§ Excerpt:
* START *

He made his debut for the club, starting the whole game in the right–back position, in a 1–0 loss against Solihull Moors on 11 August 2018. Since joining Aldershot Town, Lelan quickly became a first team regular, playing in either the centre–back position and right–back position. The club were eventually relegated after a 1–1 draw against Hartlepool United on 13 April 2019. At the end of the 2018–19 season, he went on to make twenty–six appearances in all competitions. Following this, Lelan was released at the end of his first season at the club.

===Hayes and Yeading===

In early 2023, Lelan signed for Hayes & Yeading United

===Farnham Town===
On 22 September 2023, Lelan signed for Farnham Town on a dual registration from Hayes & Yeading United.

* END *

(A run of records)
* START *

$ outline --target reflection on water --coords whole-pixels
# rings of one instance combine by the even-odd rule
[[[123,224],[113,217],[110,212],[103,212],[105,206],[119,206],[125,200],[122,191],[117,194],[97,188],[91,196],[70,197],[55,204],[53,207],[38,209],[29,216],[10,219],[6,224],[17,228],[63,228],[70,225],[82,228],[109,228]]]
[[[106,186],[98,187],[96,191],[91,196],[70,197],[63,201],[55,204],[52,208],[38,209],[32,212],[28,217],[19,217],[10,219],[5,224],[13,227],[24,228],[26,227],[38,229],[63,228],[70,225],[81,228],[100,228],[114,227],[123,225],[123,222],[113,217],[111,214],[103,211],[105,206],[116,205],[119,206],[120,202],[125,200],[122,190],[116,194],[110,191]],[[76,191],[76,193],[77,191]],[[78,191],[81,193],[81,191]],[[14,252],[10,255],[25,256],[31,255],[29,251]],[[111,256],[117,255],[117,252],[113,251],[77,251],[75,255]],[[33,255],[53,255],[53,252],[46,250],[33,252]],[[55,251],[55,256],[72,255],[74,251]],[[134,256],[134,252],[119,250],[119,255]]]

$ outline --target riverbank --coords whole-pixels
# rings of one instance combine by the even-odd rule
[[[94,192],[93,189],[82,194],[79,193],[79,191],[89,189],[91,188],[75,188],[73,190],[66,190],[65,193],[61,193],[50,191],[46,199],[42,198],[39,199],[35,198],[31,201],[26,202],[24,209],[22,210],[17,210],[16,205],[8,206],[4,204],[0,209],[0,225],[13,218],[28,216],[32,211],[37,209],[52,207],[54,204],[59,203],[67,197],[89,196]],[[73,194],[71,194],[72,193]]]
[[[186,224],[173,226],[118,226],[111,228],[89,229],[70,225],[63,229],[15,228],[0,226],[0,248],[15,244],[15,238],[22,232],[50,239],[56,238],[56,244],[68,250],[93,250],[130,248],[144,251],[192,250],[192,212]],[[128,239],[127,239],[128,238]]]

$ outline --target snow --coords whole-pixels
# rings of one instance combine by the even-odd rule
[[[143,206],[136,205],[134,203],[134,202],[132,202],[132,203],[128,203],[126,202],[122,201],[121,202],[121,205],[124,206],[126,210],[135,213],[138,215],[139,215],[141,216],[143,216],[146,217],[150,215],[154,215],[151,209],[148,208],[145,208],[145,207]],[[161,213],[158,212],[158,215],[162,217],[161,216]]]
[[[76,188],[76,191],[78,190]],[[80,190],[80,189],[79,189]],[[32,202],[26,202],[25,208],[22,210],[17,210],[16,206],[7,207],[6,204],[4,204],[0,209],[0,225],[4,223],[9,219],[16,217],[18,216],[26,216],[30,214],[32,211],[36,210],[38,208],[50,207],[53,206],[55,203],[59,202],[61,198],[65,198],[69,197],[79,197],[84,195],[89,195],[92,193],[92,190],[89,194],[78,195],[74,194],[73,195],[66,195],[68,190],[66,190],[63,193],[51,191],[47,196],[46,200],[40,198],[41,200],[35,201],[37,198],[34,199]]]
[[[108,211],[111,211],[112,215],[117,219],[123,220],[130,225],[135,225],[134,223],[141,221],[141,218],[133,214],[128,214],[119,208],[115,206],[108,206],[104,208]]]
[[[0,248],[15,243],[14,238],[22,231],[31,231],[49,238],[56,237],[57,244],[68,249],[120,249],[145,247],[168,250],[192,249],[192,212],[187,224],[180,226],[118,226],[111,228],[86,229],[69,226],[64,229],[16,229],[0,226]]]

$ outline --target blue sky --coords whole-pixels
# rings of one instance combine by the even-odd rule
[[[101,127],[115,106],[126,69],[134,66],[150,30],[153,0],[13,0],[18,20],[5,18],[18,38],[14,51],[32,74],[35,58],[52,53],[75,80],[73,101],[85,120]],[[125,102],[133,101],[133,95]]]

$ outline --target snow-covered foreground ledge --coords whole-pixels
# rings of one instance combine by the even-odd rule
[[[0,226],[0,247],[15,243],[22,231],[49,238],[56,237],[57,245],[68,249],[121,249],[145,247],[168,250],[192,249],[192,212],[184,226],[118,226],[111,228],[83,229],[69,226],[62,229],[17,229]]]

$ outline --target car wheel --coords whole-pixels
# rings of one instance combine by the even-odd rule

* END *

§ Exercise prompt: In the excerpt, what terms does Lelan join Farnham Town on, and how do they show he still belongs to Hayes & Yeading United? Answer in one to three sentences. Work from the excerpt alone, not the material.

§ Reply: Lelan signed for Farnham Town on 22 September 2023 on a dual registration from Hayes & Yeading United, which he had joined in early 2023. Because the move was a dual registration from that club, he stayed registered with Hayes & Yeading United while joining Farnham Town.